*Document text*
'''

The twin crises of COVID-19 and the virulent climate of anti-Blackness forced me to confront my role and responsibility as a Black scholar and to attend to more critical matters that made the archives, and “traditional scholarship” less pressing. I initially felt shame at my lack of research productivity early in the pandemic, but when I considered the added pressures of childcare responsibilities, I began to rethink my expectations for scholarly productivity. As research confirmed this larger trend amongst women academics, I felt validated in my frustrations. Yet I still questioned whether annual reports and other forms of academic evaluations would account for race, gender, and class inequities in our lived experiences that directly impact scholarly output.
Most importantly, I was encouraged by the words and meditations of Black women writers and thinkers like Nikki Giovanni, June Jordan, and Toni Morrison who have always been my guideposts. I felt emboldened to prioritize my self-care, my child, and work that I found transformative and fulfilling in this urgent moment. Lamenting my inability to peruse the archives and produce traditional scholarship became less urgent. I directed my attention to an ethical teaching practice to support my students as well as community-engaged scholarship that felt relevant and timely given the contestations over the monuments. Specifically, I was invited to contribute to a conversation about what should happen on Monument Avenue. I turned to a Black women writer, this time Claudia Rankine, in her prophetic meditation on the psychic and physiological costs of racism in Citizen: An American Lyric (see contribution here: https://vcu.exposure.co/what-should-happen-next-on-monument-avenue). While this was a short piece and it was not a publication in a peer-reviewed journal or edited anthology, it centers the way that a Black woman writer’s intervention in past historical trauma and spectacles of violence against the Black body can inform the way we choose to understand our moment and offer guidance in how we imagine and create the future.
I hope to return to the archives soon. I am nostalgic for summer 2018 when I spent days poring over June Jordan’s papers at Harvard. I appreciate the increase in digital collections, and remote services for archives and special collections. For some of my Black women academic peers whose research relies heavily on archives not yet digitized, this period has been devastating for their research projects and has caused great anxiety regarding meeting tenure expectations. I share this anxiety as I consider how my focus on community-engaged scholarship and ethical pedagogy during this period may not be as legible within traditional metrics of academia, with its motto of “publish or perish.” But when confronted with the real precarity of one’s breath and life amidst the COVID-19’s devastation of Black communities, and racial antagonism from state forces and (white) vigilante citizens, the fear of perishing is not metaphoric. Like the Black women writers and thinkers that I research, write about, and engage, I am charting my own path of what my identity as a scholar and writer looks like in this time of global pandemic, racial animus, and revolution. “[P]erhaps these are not poetic/ times/ at all.” Still, I write.

'''

*Assignment*
Answer these questions about the text on scholarship during the pandemic:
1. Which work by Claudia Rankine does the writer turn to?
2. Whose papers did the writer spend days poring over at Harvard in summer 2018?
3. What added pressures led the writer to rethink expectations for scholarly productivity?

*Stored data*
'''

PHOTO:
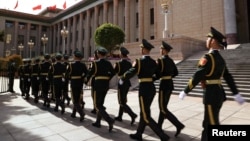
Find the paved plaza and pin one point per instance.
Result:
(23, 120)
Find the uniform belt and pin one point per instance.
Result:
(57, 76)
(102, 77)
(166, 77)
(76, 77)
(215, 81)
(145, 80)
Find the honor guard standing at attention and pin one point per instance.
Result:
(76, 72)
(66, 82)
(167, 70)
(44, 78)
(11, 74)
(92, 83)
(21, 77)
(27, 79)
(145, 67)
(56, 72)
(120, 68)
(35, 78)
(103, 71)
(211, 69)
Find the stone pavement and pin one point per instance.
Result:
(23, 120)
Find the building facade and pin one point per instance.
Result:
(138, 18)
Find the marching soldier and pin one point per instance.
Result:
(56, 72)
(212, 67)
(92, 84)
(21, 77)
(145, 67)
(66, 82)
(167, 70)
(11, 74)
(103, 71)
(76, 72)
(27, 79)
(121, 67)
(35, 76)
(44, 78)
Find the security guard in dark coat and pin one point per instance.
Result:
(35, 78)
(44, 78)
(21, 77)
(56, 72)
(121, 67)
(145, 67)
(167, 70)
(212, 67)
(66, 82)
(27, 79)
(103, 71)
(76, 72)
(11, 74)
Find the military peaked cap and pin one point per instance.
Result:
(166, 46)
(78, 54)
(146, 44)
(216, 35)
(102, 50)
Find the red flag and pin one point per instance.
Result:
(16, 4)
(64, 5)
(52, 7)
(37, 7)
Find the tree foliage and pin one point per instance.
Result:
(109, 36)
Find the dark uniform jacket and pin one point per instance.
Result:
(212, 67)
(166, 71)
(121, 67)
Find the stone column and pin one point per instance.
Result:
(141, 19)
(105, 12)
(127, 21)
(115, 14)
(230, 21)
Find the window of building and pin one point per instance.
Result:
(20, 39)
(152, 16)
(22, 26)
(44, 29)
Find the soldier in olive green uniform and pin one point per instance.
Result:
(167, 70)
(66, 82)
(212, 67)
(145, 67)
(35, 78)
(76, 72)
(56, 72)
(44, 78)
(103, 71)
(27, 79)
(121, 67)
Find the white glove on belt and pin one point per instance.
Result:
(182, 95)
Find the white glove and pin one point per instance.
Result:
(239, 98)
(182, 95)
(120, 82)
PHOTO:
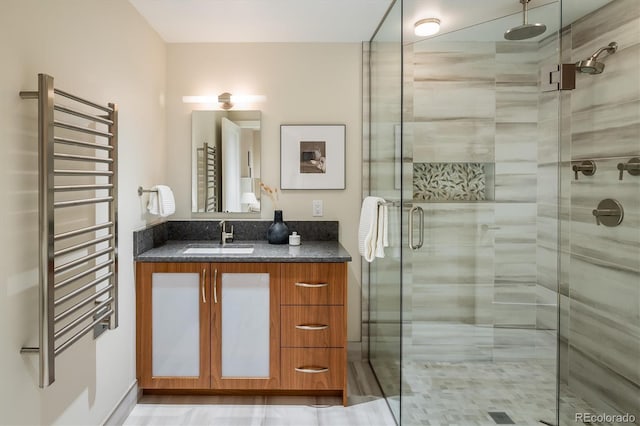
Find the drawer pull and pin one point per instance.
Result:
(307, 285)
(312, 327)
(312, 369)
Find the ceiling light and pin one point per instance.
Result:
(427, 27)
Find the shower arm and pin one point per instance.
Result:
(609, 49)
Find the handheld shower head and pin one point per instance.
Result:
(591, 65)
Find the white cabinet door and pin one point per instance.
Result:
(245, 325)
(173, 314)
(176, 324)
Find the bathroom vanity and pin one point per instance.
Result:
(268, 321)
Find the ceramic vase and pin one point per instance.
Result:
(278, 232)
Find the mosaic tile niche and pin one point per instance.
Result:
(452, 182)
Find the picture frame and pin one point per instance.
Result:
(312, 156)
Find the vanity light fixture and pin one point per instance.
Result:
(226, 100)
(426, 27)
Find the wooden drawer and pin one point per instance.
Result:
(313, 283)
(313, 368)
(312, 326)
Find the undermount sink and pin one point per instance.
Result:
(219, 249)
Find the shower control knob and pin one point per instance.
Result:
(632, 166)
(609, 212)
(587, 167)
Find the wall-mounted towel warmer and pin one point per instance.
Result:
(77, 151)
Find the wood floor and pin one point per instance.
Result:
(366, 408)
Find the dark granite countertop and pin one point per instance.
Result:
(308, 251)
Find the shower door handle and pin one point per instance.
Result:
(421, 233)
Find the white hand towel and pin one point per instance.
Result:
(372, 231)
(161, 201)
(382, 239)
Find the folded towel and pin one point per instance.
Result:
(161, 201)
(373, 228)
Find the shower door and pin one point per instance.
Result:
(480, 309)
(383, 178)
(523, 305)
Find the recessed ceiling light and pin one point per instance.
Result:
(427, 27)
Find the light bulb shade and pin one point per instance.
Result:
(427, 27)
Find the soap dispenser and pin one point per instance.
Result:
(294, 239)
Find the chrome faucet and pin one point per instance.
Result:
(224, 235)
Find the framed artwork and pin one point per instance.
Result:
(312, 156)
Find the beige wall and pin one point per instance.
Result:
(303, 84)
(104, 51)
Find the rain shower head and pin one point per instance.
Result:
(526, 30)
(591, 65)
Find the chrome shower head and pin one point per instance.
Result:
(526, 30)
(591, 65)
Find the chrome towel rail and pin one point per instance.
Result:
(78, 265)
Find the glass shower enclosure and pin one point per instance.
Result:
(521, 305)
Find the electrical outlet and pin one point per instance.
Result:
(317, 207)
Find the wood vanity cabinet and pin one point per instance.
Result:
(181, 311)
(314, 327)
(242, 327)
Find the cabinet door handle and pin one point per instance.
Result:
(312, 327)
(312, 369)
(307, 285)
(202, 285)
(215, 286)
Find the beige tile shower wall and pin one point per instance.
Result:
(604, 298)
(476, 102)
(516, 182)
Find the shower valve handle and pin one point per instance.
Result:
(609, 212)
(632, 166)
(587, 167)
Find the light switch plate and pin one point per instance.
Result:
(317, 208)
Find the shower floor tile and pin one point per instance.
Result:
(464, 393)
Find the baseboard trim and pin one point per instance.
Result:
(122, 410)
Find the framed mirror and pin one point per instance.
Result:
(225, 161)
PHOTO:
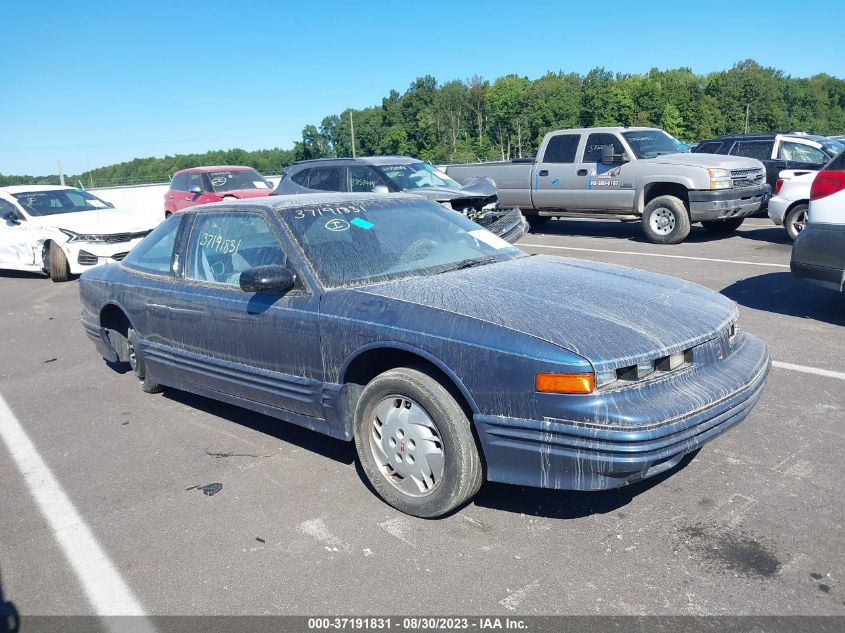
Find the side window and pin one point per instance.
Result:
(761, 150)
(596, 144)
(325, 179)
(223, 245)
(301, 177)
(561, 148)
(708, 148)
(179, 182)
(195, 180)
(155, 252)
(801, 153)
(362, 178)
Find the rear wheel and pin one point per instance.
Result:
(57, 263)
(136, 362)
(722, 226)
(795, 220)
(666, 220)
(415, 443)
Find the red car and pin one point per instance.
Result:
(199, 185)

'''

*Result for this exercise*
1. Citizen: An American Lyric.
2. June Jordan's papers.
3. Childcare responsibilities.